• _Goal of the exercise_
From the listing below, copy each line that contains the word "fence".

· · · · · · ·

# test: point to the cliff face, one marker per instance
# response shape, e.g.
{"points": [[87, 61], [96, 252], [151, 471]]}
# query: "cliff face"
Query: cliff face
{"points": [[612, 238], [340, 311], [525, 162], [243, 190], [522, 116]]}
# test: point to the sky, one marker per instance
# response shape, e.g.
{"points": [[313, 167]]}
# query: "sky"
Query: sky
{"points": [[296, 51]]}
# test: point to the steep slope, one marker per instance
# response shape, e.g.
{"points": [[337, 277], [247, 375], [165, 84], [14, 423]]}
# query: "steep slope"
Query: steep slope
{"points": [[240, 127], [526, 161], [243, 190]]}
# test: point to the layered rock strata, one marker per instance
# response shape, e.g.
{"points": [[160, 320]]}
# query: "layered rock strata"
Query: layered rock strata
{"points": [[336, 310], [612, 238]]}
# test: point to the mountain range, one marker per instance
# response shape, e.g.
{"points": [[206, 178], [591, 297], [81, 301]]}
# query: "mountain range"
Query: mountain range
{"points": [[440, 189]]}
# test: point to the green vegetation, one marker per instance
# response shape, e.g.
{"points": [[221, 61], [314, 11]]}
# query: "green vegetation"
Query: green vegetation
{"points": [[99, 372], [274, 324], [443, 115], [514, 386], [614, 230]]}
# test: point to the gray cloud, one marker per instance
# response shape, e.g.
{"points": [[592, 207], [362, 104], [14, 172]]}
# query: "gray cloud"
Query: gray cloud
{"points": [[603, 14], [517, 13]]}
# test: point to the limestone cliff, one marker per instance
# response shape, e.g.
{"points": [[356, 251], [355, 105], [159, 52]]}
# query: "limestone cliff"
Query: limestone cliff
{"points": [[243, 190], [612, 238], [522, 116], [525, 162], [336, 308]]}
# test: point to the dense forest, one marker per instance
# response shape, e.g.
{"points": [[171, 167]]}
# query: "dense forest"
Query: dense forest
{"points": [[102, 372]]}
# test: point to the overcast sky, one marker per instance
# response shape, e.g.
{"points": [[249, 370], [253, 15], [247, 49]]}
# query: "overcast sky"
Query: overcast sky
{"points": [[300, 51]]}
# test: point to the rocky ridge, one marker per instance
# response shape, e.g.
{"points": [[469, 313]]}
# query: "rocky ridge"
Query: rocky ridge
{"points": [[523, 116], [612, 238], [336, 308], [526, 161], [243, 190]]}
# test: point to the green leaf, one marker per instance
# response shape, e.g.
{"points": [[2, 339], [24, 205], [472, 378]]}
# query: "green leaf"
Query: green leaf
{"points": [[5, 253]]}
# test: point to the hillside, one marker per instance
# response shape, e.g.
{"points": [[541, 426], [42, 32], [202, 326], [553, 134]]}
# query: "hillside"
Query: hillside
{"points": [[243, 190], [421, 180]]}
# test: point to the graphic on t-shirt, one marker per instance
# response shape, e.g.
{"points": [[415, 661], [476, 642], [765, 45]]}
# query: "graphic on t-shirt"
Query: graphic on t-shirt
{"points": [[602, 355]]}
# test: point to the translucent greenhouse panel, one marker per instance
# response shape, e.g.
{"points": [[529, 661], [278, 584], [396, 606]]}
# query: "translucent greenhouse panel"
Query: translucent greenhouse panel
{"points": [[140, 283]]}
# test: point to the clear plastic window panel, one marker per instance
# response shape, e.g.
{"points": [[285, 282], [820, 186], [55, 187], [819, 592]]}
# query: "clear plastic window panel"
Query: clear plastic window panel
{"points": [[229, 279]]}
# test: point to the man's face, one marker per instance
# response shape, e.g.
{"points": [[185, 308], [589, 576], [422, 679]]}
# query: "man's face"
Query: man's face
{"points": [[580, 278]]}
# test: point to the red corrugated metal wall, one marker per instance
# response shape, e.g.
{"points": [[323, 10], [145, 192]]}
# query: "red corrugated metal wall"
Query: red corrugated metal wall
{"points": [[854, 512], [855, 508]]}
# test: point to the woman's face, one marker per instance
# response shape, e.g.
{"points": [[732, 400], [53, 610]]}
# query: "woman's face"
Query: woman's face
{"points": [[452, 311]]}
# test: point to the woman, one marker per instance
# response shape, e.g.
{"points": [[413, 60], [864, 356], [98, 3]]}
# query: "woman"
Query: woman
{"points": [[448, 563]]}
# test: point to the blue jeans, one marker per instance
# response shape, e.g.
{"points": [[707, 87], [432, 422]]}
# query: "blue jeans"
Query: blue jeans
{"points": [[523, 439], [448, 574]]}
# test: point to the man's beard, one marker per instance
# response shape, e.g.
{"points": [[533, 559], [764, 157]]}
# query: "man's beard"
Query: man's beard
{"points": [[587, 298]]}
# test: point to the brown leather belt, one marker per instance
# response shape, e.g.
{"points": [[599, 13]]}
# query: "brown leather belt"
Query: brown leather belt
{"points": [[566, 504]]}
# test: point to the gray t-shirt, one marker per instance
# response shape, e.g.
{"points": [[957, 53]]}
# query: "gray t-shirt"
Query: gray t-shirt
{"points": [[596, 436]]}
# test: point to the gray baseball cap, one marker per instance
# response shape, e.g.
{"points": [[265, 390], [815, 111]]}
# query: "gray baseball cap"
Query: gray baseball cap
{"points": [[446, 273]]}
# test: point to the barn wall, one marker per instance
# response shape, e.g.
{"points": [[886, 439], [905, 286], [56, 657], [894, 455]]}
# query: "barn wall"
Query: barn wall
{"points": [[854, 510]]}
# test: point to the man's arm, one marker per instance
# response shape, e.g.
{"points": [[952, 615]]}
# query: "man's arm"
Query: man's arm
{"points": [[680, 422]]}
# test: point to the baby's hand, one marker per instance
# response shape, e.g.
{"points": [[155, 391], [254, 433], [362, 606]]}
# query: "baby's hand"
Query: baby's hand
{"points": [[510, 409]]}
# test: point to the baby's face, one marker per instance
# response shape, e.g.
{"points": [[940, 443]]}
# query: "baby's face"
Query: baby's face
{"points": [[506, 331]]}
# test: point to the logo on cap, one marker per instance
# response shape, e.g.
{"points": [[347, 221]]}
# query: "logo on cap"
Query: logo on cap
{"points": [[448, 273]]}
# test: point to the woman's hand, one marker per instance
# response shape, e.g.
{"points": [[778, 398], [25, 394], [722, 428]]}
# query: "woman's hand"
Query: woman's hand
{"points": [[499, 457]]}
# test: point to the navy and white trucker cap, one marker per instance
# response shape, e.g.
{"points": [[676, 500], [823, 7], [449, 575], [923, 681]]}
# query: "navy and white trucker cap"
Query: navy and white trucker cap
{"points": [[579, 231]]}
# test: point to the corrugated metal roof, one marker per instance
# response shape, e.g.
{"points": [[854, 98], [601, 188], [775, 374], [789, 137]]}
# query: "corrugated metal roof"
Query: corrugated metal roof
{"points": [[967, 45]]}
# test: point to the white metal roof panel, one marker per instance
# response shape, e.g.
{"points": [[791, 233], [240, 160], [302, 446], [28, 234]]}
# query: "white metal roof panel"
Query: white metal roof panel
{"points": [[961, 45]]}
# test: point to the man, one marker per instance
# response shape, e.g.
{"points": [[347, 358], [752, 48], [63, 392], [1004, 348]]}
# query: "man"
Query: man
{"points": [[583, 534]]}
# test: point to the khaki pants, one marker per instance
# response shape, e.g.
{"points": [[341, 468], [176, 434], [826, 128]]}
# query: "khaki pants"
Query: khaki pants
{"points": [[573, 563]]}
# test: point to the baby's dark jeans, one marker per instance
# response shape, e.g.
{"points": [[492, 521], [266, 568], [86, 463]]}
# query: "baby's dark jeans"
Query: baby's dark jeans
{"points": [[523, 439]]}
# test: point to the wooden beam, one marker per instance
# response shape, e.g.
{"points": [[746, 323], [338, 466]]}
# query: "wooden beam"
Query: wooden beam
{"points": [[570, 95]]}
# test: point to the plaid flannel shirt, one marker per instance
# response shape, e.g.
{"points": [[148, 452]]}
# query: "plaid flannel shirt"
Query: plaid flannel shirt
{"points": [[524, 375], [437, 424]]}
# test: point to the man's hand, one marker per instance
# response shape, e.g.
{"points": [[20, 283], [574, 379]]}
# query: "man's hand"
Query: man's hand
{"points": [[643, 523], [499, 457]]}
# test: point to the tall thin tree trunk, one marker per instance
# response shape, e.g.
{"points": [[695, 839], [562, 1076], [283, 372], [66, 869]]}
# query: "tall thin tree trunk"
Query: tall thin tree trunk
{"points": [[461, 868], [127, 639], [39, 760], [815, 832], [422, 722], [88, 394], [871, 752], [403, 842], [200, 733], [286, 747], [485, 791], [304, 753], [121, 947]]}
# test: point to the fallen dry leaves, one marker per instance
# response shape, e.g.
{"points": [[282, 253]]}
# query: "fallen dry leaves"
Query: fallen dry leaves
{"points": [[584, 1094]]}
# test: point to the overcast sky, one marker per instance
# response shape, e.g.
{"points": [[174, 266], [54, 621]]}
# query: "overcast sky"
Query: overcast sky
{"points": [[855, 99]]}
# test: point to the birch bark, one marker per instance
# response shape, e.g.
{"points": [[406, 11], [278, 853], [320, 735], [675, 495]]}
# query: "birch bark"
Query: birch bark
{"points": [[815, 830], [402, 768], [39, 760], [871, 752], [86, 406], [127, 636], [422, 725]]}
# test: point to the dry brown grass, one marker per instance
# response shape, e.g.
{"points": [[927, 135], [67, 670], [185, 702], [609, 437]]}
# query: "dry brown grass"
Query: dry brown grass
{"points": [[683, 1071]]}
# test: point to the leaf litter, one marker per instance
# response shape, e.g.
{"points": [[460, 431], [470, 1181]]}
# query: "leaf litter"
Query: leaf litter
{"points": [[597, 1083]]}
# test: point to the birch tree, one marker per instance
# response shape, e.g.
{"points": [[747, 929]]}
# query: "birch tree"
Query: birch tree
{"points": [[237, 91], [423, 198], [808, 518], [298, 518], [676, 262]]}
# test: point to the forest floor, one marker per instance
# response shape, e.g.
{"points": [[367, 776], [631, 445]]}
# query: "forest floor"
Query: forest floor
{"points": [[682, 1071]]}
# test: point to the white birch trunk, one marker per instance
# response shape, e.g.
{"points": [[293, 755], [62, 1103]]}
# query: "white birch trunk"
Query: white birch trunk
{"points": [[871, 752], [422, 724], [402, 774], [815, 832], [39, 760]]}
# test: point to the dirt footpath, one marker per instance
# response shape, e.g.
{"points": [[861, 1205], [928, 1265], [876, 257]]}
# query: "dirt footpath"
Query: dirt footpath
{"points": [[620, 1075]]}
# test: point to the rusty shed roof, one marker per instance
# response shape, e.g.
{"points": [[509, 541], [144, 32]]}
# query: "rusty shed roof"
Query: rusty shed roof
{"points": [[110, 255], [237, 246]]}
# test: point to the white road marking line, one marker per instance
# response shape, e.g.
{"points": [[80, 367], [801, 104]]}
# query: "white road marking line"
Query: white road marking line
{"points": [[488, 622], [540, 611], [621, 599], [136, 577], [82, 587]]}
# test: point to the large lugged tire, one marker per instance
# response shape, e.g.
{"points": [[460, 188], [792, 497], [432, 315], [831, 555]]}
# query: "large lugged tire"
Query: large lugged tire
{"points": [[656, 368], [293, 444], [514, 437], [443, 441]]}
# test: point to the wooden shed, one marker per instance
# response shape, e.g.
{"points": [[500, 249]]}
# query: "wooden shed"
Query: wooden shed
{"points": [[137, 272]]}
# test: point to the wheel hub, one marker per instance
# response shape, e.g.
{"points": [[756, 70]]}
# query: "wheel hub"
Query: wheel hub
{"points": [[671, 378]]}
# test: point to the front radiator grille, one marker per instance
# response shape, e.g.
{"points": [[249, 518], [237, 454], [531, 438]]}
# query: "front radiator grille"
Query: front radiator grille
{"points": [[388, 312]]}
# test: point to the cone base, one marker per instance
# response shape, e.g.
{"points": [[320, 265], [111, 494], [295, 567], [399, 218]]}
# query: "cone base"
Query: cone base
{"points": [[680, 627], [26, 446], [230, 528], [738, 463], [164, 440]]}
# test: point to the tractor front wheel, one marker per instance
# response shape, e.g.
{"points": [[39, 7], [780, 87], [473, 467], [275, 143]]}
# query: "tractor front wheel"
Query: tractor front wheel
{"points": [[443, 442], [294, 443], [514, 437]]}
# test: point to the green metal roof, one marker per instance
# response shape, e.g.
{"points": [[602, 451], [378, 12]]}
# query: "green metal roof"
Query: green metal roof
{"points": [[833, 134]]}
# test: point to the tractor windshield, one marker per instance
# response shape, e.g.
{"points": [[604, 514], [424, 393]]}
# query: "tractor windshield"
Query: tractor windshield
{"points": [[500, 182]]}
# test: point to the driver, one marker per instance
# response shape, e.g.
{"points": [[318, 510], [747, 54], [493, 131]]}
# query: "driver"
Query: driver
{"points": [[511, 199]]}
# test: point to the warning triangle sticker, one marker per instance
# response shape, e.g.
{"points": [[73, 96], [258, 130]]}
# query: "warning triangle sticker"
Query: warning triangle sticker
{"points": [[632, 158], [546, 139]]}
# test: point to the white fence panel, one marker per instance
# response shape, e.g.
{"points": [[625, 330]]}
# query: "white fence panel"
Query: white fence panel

· · · · · · ·

• _Response for this exercise_
# test: point to the white fence panel, one marker per instance
# query: "white fence panel"
Query: white fence panel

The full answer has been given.